EXERCISE OBJECTIVE: Would you output the following records verbatim and skip the images in them?

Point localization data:
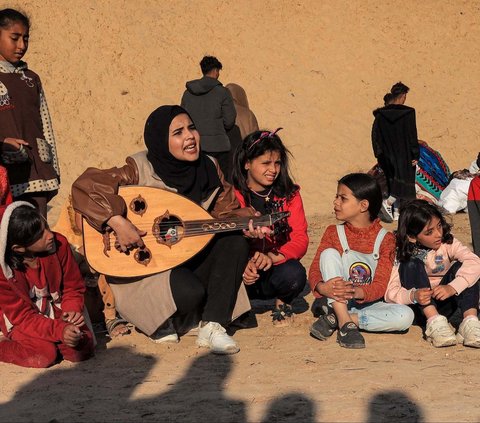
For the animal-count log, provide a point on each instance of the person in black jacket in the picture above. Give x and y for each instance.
(211, 107)
(395, 145)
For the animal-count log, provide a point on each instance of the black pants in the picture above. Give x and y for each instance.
(413, 275)
(474, 217)
(211, 279)
(284, 282)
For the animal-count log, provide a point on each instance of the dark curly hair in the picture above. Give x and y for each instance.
(365, 187)
(26, 226)
(253, 147)
(11, 16)
(414, 216)
(396, 91)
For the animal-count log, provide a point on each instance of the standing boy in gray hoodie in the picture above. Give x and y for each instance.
(211, 107)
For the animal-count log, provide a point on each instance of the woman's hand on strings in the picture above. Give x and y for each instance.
(250, 274)
(73, 317)
(261, 261)
(128, 236)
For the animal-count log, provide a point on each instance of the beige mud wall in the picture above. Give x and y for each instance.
(316, 68)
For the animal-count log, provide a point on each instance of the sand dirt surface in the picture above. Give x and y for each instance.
(318, 69)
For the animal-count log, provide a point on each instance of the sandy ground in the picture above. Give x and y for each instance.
(280, 374)
(318, 69)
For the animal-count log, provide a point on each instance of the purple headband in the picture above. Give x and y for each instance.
(263, 135)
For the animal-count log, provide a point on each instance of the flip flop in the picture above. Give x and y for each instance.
(112, 324)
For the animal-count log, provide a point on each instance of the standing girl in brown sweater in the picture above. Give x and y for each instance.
(26, 136)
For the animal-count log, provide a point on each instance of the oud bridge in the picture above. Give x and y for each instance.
(168, 229)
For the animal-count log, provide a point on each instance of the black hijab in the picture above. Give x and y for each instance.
(195, 180)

EXERCISE RESPONSE:
For the animal-count log, provide a point on each instance of the person in black jacket in the picture above. Give x and y for each instance.
(211, 107)
(395, 145)
For the animal-count log, provide a point on each instance of the black pants in the picture above. Give x and y for each instance.
(413, 275)
(474, 217)
(211, 279)
(284, 282)
For the animal-count log, provide a point on each instance of the dark curly hair in the picture above. Give x and y for each instance.
(365, 187)
(26, 226)
(253, 147)
(11, 16)
(414, 216)
(396, 91)
For the animal-count log, provide a point on each instance of the standing boy in gray hoodie in the picture above. Give x and y for each instance.
(211, 107)
For the animal-count log, provide a point on each instance of the woman's hand on strings in the picture above. Give x and y for each instance.
(250, 274)
(73, 317)
(261, 261)
(128, 236)
For the animal-count log, provide a point on each instance of the beige mud wall in the picture above. Give x and y for each instance.
(316, 68)
For the animal-count log, provide a point on each instance of the sand dirt surface in the picture above. Give x and y for each instance.
(318, 69)
For the animal-count log, provide a point on each instance of the sandy ground in the picture above. Give x and y for each instance.
(280, 374)
(318, 69)
For the animal-count log, provide a point on each instance of the purple headband in the picture above. Give x and y for each instance.
(263, 135)
For the animal-count log, provide a point on each instance of the flip flop in the picture above. Give x and y for each instance.
(112, 324)
For the animal-count log, provide a point on each instance of the standing girl in brown sweater in the picture above. Give x and y for each instance.
(26, 136)
For the animal-count log, provide a point on each instance of the oud bridge in the picture above. Give x and y for each instance.
(168, 229)
For the animal-count log, provide a point on each instance of the black hijab in the picture above. Give x and y for each instance.
(195, 180)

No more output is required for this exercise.